El Rey renuncia, Rubalcaba abdica y Rajoy no se encuentra demasiado bien. El Tribunal Constitucional se lo toma con unas copas de más. Así transcurrió el lunes más incierto desde la muerte de Franco. En sus propios labios, la dimisión de Juan Carlos de Borbón pone fin a su "martirio", el término infeliz acuñado por La Zarzuela para definir el caso Infanta que investiga a la hija favorita del Jefe de Estado.

El periodismo se expresa estos días entre interrogantes, con la esperanza de que no tenga que volver a hacerlo entre paréntesis. Entre la canonización fúnebre de la prensa madrileña y el análisis desprejuiciado de los escándalos de La Zarzuela a cargo de los medios extranjeros, la fogata de las redes sociales ilumina la circunstancia de un Rey cuya longevidad le ha permitido apreciar cómo todo cambiaba a su alrededor, mientras él no conseguía evolucionar al ritmo suficiente.

Ejercicio breve a:
Selecciona y copia cada línea de las entradas que contenga la cadena "line". Ten en cuenta que se distinguen mayúsculas y minúsculas.

Datos de trabajo:
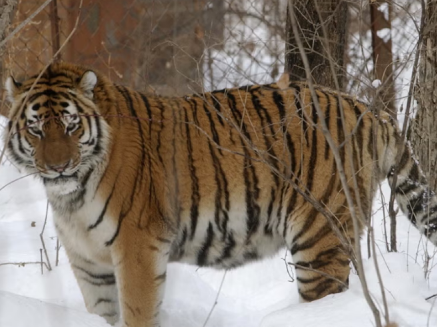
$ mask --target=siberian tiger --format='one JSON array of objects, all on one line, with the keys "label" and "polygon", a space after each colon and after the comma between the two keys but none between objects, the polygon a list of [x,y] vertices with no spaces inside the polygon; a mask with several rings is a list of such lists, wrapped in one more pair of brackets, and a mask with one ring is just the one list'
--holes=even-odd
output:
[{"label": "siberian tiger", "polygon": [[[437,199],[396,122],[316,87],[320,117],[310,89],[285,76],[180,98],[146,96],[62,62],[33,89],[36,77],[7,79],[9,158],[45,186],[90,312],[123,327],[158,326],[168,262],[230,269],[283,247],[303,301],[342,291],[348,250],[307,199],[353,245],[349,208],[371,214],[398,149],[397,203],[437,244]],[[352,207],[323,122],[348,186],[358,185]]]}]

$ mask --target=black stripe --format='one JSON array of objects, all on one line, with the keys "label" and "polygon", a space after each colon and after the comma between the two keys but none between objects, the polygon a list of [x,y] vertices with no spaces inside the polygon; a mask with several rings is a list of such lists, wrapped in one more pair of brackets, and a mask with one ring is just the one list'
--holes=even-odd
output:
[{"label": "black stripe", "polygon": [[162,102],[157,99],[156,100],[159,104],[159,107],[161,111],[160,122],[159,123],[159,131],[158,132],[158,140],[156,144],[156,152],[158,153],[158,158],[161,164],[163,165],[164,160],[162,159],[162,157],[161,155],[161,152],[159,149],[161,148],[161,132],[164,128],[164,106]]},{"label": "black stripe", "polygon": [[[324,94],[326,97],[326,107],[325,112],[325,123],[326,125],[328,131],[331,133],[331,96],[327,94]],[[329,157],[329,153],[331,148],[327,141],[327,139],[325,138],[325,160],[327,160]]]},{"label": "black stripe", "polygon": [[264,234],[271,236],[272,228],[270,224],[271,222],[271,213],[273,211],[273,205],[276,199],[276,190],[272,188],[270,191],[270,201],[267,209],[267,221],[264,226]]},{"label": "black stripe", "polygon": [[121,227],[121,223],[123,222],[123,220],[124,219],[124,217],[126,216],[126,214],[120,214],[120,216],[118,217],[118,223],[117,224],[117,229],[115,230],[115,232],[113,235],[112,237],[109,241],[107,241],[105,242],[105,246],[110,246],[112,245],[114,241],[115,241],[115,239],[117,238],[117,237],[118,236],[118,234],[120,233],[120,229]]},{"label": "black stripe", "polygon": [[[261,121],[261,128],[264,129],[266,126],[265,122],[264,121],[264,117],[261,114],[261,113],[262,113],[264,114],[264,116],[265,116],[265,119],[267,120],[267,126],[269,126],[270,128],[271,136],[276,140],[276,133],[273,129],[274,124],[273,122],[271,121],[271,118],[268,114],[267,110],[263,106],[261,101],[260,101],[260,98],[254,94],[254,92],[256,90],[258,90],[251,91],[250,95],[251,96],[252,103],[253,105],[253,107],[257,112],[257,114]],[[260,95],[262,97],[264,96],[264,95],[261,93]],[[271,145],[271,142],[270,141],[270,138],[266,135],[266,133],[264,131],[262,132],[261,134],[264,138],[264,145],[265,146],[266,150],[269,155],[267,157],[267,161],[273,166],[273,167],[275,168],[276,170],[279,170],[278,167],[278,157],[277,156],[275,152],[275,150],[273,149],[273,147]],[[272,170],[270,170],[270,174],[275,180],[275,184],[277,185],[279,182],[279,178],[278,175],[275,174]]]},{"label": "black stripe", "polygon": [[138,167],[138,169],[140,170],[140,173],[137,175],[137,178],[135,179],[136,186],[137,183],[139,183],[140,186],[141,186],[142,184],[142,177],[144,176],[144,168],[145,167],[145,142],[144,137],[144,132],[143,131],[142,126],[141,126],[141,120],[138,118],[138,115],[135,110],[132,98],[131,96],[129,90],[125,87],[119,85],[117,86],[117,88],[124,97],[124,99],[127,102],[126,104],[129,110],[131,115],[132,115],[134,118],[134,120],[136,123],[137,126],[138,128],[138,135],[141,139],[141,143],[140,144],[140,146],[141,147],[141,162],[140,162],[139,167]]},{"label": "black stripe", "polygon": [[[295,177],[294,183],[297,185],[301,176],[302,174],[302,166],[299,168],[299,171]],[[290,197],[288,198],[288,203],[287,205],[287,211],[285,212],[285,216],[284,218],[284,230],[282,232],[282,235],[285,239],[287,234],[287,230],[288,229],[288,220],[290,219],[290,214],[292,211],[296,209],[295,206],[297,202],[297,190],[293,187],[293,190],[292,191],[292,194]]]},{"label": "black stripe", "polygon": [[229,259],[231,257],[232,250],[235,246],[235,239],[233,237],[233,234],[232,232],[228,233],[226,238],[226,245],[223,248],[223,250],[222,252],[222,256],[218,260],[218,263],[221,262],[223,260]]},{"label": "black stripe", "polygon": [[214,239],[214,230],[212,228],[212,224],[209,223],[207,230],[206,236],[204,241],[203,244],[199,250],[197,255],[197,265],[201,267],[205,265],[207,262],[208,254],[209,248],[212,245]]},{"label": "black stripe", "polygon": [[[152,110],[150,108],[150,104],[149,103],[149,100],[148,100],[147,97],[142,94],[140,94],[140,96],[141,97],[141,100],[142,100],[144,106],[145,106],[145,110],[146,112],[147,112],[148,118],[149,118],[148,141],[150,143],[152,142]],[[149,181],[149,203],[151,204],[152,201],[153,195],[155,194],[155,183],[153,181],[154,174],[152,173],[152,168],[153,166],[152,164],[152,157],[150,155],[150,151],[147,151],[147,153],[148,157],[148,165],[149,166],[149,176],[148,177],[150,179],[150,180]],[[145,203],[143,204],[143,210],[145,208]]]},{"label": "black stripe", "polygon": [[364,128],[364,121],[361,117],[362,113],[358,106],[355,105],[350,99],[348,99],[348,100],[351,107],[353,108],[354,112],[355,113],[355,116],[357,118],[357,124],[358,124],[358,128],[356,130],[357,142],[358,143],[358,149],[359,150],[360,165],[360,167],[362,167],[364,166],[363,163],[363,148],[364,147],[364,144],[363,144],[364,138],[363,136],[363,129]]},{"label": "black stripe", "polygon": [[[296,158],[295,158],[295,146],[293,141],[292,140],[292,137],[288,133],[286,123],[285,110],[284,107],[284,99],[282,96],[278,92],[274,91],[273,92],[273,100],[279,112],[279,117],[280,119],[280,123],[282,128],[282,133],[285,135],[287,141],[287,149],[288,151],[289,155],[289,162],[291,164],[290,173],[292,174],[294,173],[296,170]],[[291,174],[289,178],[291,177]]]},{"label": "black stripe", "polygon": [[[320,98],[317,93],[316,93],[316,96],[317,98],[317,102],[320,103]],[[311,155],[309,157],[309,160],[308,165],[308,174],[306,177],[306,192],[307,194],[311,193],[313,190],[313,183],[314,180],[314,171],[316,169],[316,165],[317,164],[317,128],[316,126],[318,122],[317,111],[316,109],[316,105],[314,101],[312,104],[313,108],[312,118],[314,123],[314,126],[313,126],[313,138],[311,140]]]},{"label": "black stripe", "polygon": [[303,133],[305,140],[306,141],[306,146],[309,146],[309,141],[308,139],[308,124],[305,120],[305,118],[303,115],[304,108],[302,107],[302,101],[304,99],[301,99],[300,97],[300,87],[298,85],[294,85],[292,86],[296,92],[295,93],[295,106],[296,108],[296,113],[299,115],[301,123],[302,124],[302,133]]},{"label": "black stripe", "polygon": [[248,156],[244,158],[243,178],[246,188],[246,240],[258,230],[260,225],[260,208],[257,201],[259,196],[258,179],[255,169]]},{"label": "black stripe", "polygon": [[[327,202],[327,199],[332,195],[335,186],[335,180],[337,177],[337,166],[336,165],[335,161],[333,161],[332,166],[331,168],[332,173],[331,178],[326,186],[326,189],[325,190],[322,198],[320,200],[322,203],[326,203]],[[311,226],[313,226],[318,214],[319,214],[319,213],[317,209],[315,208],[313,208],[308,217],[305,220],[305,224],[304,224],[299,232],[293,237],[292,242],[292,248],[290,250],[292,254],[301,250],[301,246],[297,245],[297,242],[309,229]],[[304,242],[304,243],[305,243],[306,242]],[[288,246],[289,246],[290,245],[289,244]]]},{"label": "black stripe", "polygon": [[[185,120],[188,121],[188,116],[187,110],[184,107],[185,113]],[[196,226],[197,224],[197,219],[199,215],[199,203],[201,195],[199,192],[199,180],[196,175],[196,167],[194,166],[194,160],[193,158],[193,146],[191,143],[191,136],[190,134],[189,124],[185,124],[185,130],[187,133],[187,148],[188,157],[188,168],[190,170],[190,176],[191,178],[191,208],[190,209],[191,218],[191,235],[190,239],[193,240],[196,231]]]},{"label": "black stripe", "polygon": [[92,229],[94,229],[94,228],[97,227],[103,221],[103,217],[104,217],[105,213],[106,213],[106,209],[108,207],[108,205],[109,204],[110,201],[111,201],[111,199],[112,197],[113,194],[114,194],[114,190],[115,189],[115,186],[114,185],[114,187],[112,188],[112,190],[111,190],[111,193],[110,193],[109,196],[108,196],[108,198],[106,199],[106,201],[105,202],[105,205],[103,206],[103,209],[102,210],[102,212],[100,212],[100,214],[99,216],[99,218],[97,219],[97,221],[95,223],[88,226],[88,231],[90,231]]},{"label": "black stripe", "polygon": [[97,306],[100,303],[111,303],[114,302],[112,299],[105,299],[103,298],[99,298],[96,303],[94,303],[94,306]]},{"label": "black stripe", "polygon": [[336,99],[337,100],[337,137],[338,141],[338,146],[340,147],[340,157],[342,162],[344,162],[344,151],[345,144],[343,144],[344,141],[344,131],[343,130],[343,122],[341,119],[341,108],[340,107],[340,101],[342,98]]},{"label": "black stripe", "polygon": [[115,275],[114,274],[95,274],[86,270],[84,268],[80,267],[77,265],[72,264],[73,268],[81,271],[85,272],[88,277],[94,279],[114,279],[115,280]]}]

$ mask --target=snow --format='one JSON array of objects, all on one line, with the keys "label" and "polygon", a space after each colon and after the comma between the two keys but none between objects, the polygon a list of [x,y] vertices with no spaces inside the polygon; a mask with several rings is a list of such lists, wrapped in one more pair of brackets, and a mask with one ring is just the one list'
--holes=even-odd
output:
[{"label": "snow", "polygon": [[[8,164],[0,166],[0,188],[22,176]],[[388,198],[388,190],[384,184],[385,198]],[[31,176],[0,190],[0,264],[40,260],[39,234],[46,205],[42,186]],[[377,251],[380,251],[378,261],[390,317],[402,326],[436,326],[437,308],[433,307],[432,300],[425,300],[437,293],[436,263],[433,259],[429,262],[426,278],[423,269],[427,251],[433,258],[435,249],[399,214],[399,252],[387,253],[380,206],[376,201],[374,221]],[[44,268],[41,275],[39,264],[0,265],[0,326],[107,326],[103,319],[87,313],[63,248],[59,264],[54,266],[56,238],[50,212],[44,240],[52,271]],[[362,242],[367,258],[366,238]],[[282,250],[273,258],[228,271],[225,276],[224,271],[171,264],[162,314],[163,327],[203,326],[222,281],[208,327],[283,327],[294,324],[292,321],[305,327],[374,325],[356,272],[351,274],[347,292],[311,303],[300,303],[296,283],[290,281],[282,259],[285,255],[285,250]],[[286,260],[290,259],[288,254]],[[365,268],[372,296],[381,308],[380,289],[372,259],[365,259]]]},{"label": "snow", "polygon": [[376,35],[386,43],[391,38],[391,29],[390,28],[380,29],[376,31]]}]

Ejercicio breve b:
Enumera todos los nombres propios de personas que aparecen en el texto fuente sobre la renuncia del Rey.

Resultado esperado a:
$ mask --target=siberian tiger --format='one JSON array of objects, all on one line, with the keys "label" and "polygon", a space after each colon and after the comma between the two keys but none between objects, the polygon a list of [x,y] vertices with no spaces inside the polygon; a mask with several rings is a list of such lists, wrapped in one more pair of brackets, and a mask with one ring is just the one list'
$ mask --target=black stripe --format='one JSON array of objects, all on one line, with the keys "label" and "polygon", a space after each colon and after the comma between the two keys but none between objects, the polygon a list of [x,y] vertices with no spaces inside the polygon; a mask with several rings is a list of such lists, wrapped in one more pair of brackets, and a mask with one ring is just the one list'
$ mask --target=snow --format='one JSON array of objects, all on one line, with the keys "label" and "polygon", a space after each colon and after the comma between the two keys but none between objects, the polygon a list of [x,y] vertices with no spaces inside the polygon; a mask with several rings is a list of such lists, wrapped in one more pair of brackets, and a mask with one ring is just the one list'

Resultado esperado b:
Rubalcaba
Rajoy
Franco
Juan Carlos de Borbón